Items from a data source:
——————————

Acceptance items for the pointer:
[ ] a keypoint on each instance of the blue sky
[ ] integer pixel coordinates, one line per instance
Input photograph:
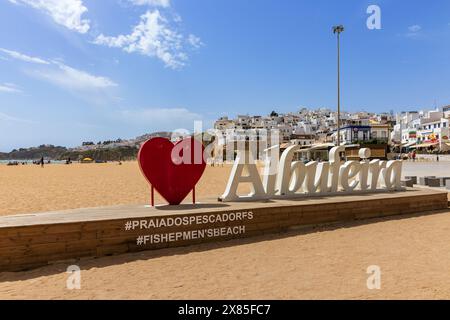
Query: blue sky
(77, 70)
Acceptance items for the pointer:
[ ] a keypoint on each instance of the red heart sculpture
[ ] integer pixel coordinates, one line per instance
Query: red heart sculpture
(172, 169)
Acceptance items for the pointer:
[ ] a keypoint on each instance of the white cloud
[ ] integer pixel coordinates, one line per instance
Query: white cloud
(9, 88)
(155, 3)
(73, 79)
(153, 37)
(195, 41)
(23, 57)
(67, 13)
(161, 118)
(414, 31)
(414, 28)
(7, 118)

——————————

What you should do.
Pictures aside, give the data again exactly as it appears.

Answer.
Acceptance items for the pointer:
[ ] a keypoint on each instance of the blue sky
[ ] integer pixel coordinates, one line per instance
Input photograph:
Query: blue sky
(77, 70)
Acceptance items for the pointer:
[ ] a keypoint on each instance of the red heart sculpture
[ ] integer pixel coordinates, one line per instance
Query: red heart sculpture
(172, 169)
Acceptance items for the pointer:
[ ] a keypoint on each instance of the white cloud
[ ] integer pixel coordinates, one line per instance
Query: white cloud
(9, 88)
(155, 3)
(73, 79)
(153, 37)
(195, 41)
(23, 57)
(67, 13)
(161, 118)
(414, 31)
(414, 28)
(7, 118)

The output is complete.